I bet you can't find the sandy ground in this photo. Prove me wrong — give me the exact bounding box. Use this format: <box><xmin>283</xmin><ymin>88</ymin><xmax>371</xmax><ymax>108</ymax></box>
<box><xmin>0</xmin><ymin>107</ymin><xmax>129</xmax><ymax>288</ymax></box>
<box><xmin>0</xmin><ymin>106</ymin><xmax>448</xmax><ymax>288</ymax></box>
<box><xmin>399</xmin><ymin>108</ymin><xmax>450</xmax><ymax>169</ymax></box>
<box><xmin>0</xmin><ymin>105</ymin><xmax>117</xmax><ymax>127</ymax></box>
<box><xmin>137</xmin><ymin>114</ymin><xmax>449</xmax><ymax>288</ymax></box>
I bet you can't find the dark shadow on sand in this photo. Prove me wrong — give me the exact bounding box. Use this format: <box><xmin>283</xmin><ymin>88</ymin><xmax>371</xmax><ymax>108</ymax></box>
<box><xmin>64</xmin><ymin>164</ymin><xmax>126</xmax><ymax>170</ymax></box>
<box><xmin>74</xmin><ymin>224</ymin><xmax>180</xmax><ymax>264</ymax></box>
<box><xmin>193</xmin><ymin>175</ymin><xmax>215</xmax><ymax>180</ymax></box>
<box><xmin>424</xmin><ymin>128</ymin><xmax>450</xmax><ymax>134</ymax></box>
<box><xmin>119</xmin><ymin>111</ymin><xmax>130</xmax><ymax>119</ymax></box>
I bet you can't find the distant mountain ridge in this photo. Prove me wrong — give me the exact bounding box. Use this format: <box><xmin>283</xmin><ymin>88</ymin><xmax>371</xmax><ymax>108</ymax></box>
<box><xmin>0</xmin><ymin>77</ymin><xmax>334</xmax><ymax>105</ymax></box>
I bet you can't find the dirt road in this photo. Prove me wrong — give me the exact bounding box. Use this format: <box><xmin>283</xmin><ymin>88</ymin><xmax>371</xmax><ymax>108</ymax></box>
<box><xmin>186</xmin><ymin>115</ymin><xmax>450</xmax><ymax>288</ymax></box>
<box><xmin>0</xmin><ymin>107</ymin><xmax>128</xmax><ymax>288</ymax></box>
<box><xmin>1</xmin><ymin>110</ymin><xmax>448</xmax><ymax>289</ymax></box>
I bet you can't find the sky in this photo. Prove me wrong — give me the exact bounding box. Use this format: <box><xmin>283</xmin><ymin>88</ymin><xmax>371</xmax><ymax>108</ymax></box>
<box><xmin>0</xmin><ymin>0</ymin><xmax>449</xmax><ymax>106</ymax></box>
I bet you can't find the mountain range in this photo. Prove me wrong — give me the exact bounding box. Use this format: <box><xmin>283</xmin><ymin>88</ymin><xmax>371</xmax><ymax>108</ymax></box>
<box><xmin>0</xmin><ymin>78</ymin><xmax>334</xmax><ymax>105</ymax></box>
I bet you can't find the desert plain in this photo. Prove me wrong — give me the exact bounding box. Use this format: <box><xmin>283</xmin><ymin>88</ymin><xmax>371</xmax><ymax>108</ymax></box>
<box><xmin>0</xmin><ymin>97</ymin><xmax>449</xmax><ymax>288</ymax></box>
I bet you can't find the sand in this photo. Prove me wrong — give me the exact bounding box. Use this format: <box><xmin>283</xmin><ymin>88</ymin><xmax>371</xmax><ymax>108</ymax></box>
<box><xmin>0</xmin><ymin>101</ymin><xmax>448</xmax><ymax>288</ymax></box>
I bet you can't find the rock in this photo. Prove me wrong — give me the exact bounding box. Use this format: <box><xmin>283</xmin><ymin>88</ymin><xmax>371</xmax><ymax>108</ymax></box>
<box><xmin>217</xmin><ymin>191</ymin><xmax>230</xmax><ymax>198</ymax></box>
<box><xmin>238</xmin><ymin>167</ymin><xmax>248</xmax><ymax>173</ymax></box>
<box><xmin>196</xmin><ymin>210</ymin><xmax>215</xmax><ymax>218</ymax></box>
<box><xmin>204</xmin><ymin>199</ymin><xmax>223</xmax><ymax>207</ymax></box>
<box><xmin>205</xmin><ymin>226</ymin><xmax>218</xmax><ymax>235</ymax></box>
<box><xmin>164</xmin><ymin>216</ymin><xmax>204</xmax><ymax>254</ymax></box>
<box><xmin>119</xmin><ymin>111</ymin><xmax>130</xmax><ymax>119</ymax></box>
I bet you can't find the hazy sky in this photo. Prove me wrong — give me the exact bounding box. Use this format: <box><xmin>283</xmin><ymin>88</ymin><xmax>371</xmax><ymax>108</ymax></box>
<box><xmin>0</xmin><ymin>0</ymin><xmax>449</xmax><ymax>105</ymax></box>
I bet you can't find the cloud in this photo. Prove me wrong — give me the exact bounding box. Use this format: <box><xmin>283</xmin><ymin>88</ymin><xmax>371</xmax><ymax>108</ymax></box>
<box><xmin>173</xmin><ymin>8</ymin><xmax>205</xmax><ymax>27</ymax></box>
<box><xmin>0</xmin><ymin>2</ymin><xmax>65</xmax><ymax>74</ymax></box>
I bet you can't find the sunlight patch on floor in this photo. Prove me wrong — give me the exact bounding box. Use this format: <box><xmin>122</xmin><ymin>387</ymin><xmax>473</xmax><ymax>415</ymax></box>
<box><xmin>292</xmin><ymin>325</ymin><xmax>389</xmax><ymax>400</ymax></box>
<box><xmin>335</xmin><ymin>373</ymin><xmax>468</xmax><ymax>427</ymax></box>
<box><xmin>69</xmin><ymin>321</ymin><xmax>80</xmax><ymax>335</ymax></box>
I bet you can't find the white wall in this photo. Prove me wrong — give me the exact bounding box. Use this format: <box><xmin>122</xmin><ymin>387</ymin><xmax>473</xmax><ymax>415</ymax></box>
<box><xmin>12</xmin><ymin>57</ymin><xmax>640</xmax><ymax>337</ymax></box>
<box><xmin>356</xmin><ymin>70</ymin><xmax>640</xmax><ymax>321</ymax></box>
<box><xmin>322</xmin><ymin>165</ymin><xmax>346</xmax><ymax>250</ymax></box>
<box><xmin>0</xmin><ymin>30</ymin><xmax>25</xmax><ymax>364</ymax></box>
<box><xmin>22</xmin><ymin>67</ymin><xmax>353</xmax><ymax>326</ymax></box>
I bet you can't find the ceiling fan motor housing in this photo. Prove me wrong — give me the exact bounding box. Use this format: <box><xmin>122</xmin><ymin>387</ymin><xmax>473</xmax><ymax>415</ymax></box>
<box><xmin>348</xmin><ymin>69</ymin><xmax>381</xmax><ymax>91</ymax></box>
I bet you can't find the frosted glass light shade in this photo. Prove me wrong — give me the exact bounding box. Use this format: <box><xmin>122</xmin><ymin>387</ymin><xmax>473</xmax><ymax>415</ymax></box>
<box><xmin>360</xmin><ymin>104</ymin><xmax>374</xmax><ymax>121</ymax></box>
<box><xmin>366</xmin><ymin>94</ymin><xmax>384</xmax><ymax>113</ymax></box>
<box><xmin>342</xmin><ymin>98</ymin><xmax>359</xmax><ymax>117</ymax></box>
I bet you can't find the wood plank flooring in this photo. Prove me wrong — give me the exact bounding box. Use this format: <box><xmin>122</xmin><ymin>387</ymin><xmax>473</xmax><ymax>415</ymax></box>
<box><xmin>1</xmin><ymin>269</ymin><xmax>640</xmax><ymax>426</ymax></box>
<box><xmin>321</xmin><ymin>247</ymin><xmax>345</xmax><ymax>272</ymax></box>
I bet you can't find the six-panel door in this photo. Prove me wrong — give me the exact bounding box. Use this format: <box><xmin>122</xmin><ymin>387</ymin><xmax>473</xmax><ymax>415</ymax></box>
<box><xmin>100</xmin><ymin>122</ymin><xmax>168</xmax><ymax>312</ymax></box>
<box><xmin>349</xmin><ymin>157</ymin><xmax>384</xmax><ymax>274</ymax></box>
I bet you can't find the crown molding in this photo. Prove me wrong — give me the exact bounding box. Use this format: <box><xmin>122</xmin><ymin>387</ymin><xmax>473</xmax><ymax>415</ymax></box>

◆ **WHAT TO WORK ON**: Write the lines out again exactly, from the one containing "I bet you can't find the six-panel" through the last line of the records, and include no other lines.

◆ **TASK SOLUTION**:
I bet you can't find the six-panel door in this photo. Prove me wrong — give me the exact bounding box. Use this format: <box><xmin>122</xmin><ymin>387</ymin><xmax>473</xmax><ymax>415</ymax></box>
<box><xmin>100</xmin><ymin>122</ymin><xmax>168</xmax><ymax>312</ymax></box>
<box><xmin>349</xmin><ymin>157</ymin><xmax>384</xmax><ymax>274</ymax></box>
I bet you can't find the crown molding in this photo. Prove me wrong — give me the exact bounding box. Use this format: <box><xmin>122</xmin><ymin>387</ymin><xmax>473</xmax><ymax>415</ymax></box>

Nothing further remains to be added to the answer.